GIVEN RECORDS:
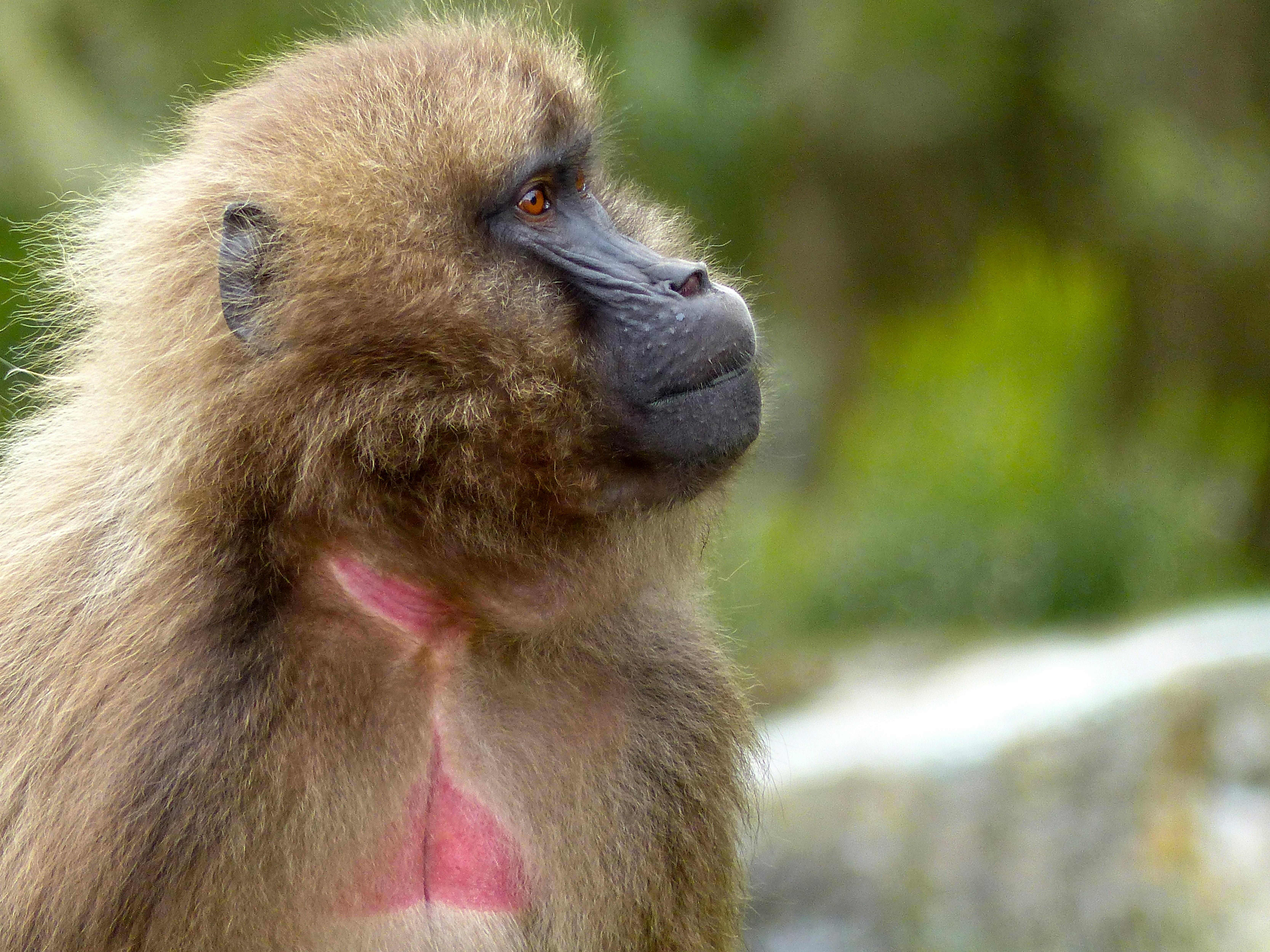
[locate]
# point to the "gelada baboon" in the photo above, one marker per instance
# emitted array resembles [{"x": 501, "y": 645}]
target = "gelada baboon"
[{"x": 351, "y": 587}]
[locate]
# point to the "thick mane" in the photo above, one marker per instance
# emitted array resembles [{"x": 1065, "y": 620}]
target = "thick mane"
[{"x": 186, "y": 753}]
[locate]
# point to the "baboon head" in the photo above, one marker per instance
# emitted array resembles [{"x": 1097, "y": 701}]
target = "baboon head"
[{"x": 432, "y": 281}]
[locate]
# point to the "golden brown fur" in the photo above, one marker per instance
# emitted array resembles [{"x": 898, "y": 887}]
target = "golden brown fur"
[{"x": 195, "y": 738}]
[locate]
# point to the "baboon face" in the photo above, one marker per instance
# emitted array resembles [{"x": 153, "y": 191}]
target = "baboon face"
[
  {"x": 479, "y": 235},
  {"x": 674, "y": 352}
]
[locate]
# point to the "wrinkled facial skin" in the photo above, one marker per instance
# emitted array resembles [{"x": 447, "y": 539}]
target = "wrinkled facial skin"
[{"x": 672, "y": 350}]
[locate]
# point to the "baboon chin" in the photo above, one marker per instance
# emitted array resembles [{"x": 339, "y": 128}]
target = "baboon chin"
[{"x": 351, "y": 585}]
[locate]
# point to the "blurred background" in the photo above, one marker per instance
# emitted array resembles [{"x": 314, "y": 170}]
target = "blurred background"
[{"x": 1013, "y": 266}]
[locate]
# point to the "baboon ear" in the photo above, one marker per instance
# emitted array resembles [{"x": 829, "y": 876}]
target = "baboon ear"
[{"x": 246, "y": 240}]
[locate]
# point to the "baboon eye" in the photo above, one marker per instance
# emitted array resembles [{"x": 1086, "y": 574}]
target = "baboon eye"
[{"x": 535, "y": 201}]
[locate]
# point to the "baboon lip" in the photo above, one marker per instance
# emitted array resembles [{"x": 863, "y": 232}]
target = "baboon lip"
[{"x": 713, "y": 383}]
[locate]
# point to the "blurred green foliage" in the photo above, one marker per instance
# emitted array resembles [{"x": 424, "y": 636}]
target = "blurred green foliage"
[
  {"x": 1012, "y": 260},
  {"x": 975, "y": 482}
]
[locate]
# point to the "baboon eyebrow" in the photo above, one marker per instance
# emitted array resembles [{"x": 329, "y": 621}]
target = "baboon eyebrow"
[{"x": 567, "y": 154}]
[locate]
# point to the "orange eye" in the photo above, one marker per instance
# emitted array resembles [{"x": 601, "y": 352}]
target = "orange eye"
[{"x": 535, "y": 201}]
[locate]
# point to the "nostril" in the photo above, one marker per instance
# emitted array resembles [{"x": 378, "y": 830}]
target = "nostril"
[{"x": 691, "y": 286}]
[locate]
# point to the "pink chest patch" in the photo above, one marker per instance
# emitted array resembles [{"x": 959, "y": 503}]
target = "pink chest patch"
[
  {"x": 408, "y": 607},
  {"x": 453, "y": 850}
]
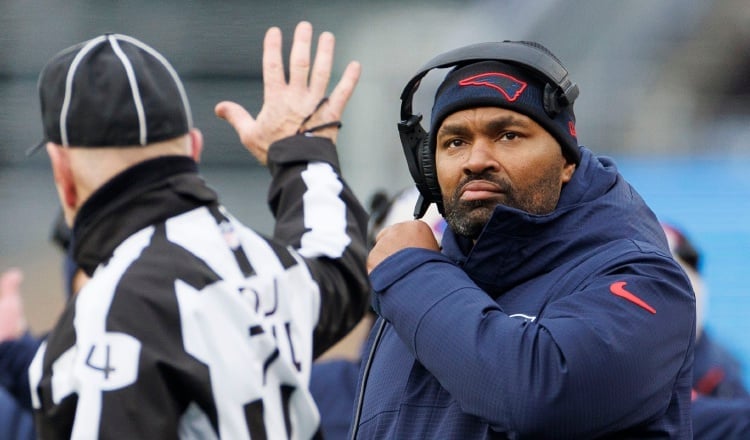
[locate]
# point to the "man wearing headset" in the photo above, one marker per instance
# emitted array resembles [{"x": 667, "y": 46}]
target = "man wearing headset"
[{"x": 554, "y": 309}]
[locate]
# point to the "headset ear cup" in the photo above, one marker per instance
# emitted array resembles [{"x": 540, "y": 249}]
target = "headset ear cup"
[{"x": 429, "y": 174}]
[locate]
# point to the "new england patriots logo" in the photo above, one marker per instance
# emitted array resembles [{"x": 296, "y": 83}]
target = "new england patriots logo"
[{"x": 510, "y": 87}]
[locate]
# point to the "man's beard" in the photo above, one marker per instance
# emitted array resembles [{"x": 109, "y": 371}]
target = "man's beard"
[{"x": 468, "y": 218}]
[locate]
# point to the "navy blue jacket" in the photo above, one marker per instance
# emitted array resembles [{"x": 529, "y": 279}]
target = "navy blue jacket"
[
  {"x": 716, "y": 418},
  {"x": 573, "y": 325}
]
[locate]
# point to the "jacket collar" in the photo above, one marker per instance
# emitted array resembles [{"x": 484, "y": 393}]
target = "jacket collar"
[{"x": 144, "y": 194}]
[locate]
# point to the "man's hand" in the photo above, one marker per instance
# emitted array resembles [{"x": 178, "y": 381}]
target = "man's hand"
[
  {"x": 286, "y": 105},
  {"x": 413, "y": 233},
  {"x": 12, "y": 321}
]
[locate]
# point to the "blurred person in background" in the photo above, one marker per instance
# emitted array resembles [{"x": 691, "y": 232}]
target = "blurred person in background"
[
  {"x": 716, "y": 371},
  {"x": 333, "y": 381},
  {"x": 17, "y": 348},
  {"x": 721, "y": 405}
]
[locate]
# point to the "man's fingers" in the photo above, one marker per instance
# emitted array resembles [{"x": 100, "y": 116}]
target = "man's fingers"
[
  {"x": 273, "y": 64},
  {"x": 344, "y": 89},
  {"x": 299, "y": 57},
  {"x": 235, "y": 114},
  {"x": 321, "y": 70}
]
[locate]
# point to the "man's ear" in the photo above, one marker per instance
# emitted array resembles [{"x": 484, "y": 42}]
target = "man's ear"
[
  {"x": 60, "y": 158},
  {"x": 196, "y": 144},
  {"x": 568, "y": 171}
]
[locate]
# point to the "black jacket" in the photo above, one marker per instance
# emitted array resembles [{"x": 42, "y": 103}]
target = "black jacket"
[{"x": 193, "y": 325}]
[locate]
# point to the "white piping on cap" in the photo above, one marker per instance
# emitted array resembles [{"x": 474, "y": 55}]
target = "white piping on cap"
[
  {"x": 142, "y": 133},
  {"x": 69, "y": 86},
  {"x": 170, "y": 69}
]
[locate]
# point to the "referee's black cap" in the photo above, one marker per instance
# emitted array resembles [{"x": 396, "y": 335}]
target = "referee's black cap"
[{"x": 111, "y": 91}]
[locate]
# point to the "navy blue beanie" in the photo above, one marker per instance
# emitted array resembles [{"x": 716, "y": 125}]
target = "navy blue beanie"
[{"x": 499, "y": 84}]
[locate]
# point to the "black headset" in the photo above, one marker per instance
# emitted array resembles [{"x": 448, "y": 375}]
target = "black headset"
[{"x": 559, "y": 92}]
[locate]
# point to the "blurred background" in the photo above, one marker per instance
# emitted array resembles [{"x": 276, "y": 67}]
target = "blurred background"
[{"x": 665, "y": 91}]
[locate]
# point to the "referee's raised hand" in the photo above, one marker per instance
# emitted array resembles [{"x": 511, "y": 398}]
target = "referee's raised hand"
[{"x": 296, "y": 106}]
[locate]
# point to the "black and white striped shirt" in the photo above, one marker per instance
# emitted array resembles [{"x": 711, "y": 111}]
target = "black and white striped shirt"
[{"x": 193, "y": 325}]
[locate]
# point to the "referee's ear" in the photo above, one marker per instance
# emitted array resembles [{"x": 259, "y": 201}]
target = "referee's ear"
[
  {"x": 64, "y": 180},
  {"x": 196, "y": 144}
]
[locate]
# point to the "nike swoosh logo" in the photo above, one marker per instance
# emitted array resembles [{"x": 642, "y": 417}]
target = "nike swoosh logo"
[{"x": 618, "y": 288}]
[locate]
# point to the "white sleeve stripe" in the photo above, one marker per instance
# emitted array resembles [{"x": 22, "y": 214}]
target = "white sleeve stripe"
[{"x": 324, "y": 213}]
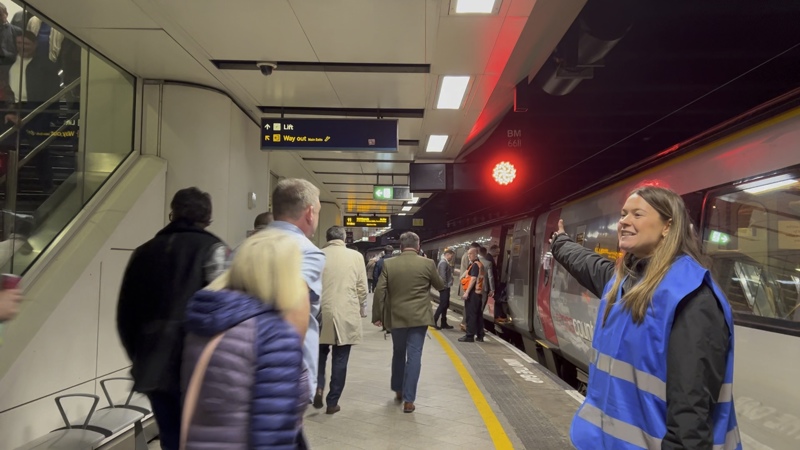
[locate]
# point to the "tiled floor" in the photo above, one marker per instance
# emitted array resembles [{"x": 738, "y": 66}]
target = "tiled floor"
[{"x": 445, "y": 418}]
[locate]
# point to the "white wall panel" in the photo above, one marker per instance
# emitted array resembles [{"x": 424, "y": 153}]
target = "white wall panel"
[
  {"x": 195, "y": 141},
  {"x": 29, "y": 421},
  {"x": 63, "y": 351}
]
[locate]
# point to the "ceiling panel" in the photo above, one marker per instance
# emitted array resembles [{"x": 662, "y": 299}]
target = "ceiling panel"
[
  {"x": 469, "y": 42},
  {"x": 244, "y": 30},
  {"x": 378, "y": 31},
  {"x": 148, "y": 54},
  {"x": 380, "y": 90},
  {"x": 288, "y": 88},
  {"x": 102, "y": 14}
]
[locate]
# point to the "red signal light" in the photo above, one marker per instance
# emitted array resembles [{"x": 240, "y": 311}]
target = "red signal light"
[{"x": 504, "y": 173}]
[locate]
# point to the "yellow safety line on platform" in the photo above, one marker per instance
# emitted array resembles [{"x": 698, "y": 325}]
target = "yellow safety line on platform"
[{"x": 496, "y": 431}]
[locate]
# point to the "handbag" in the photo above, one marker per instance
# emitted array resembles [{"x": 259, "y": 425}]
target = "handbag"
[{"x": 195, "y": 383}]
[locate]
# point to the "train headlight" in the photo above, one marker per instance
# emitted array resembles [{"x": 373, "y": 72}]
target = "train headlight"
[{"x": 504, "y": 173}]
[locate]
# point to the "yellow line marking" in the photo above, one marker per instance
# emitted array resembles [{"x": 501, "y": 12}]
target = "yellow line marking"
[{"x": 496, "y": 431}]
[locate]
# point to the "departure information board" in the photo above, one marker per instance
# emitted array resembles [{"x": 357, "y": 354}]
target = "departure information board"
[
  {"x": 375, "y": 135},
  {"x": 366, "y": 221}
]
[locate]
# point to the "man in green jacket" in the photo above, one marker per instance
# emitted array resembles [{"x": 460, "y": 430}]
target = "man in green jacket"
[{"x": 402, "y": 304}]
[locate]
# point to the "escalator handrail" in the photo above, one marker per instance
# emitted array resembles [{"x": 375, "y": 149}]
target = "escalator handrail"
[{"x": 38, "y": 110}]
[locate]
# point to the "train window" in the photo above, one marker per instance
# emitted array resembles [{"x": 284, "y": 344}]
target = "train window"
[{"x": 752, "y": 235}]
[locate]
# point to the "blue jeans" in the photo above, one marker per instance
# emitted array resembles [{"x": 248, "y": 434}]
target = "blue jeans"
[
  {"x": 341, "y": 354},
  {"x": 167, "y": 411},
  {"x": 407, "y": 360}
]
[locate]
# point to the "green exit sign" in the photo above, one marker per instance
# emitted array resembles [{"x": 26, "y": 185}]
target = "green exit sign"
[
  {"x": 391, "y": 193},
  {"x": 383, "y": 193}
]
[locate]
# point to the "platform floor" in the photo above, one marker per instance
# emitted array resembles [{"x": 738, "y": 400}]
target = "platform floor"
[{"x": 470, "y": 396}]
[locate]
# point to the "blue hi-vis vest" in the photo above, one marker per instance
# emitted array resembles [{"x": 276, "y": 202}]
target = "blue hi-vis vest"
[{"x": 626, "y": 401}]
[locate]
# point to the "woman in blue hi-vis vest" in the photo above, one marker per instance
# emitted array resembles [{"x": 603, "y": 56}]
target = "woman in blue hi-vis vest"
[{"x": 661, "y": 371}]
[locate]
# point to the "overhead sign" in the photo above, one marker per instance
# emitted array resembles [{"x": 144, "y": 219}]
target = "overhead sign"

INSTRUCTIONS TO FOLLOW:
Which lines of the rows contain the word "signal"? Pull out each one.

COMPLETED TASK:
# point to the "red signal light" in the photo above, one marker per instance
target = "red signal light"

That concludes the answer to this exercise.